- [Task prompt]
Count the lines in the records below that contain the word "black" and give only that number.

Items from a dataset
——

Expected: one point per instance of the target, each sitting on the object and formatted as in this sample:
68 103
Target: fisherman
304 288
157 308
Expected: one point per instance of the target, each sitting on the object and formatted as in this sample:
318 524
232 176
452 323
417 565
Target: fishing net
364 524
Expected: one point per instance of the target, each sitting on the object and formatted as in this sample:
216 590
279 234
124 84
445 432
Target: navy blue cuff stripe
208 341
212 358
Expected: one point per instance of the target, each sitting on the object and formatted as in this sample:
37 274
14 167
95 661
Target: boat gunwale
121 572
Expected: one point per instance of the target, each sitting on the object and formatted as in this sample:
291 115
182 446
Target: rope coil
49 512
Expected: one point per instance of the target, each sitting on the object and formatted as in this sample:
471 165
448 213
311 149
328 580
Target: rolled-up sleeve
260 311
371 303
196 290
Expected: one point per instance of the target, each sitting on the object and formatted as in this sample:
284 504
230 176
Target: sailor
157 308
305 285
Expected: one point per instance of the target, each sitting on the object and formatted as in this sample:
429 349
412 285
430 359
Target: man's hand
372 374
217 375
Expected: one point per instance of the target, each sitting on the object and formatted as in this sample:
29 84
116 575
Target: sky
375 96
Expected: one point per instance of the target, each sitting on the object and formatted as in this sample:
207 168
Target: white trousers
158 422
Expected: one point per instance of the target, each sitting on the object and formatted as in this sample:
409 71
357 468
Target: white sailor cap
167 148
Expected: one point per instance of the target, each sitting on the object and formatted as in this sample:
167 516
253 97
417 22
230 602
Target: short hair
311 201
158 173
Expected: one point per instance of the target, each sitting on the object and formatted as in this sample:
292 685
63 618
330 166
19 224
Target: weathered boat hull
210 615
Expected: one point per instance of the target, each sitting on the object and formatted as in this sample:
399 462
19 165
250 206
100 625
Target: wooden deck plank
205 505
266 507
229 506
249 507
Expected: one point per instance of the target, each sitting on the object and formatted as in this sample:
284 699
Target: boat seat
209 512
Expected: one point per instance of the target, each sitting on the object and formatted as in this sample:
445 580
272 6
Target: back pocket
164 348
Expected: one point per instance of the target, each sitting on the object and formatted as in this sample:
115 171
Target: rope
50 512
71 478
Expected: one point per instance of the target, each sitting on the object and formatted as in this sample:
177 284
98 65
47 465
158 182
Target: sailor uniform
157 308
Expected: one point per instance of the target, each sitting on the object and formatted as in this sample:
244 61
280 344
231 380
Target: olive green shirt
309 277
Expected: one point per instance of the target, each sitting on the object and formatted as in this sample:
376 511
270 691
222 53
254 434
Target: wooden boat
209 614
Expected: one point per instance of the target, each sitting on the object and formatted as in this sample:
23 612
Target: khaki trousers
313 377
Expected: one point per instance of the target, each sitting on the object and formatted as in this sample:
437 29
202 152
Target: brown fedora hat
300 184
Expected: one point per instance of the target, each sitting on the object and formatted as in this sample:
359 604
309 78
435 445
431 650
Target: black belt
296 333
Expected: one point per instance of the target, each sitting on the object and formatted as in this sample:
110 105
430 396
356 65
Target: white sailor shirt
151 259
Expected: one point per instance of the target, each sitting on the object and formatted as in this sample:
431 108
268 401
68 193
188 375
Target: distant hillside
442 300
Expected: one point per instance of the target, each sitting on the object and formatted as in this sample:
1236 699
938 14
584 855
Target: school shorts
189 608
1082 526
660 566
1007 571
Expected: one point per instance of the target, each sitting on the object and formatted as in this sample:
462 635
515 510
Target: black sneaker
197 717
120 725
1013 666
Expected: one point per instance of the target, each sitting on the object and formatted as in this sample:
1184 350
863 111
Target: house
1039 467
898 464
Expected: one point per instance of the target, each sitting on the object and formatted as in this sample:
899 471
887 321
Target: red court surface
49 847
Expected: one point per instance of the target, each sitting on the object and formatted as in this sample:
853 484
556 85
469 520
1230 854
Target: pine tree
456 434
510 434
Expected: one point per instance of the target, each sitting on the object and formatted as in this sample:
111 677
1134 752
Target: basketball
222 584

——

- [Task solution]
2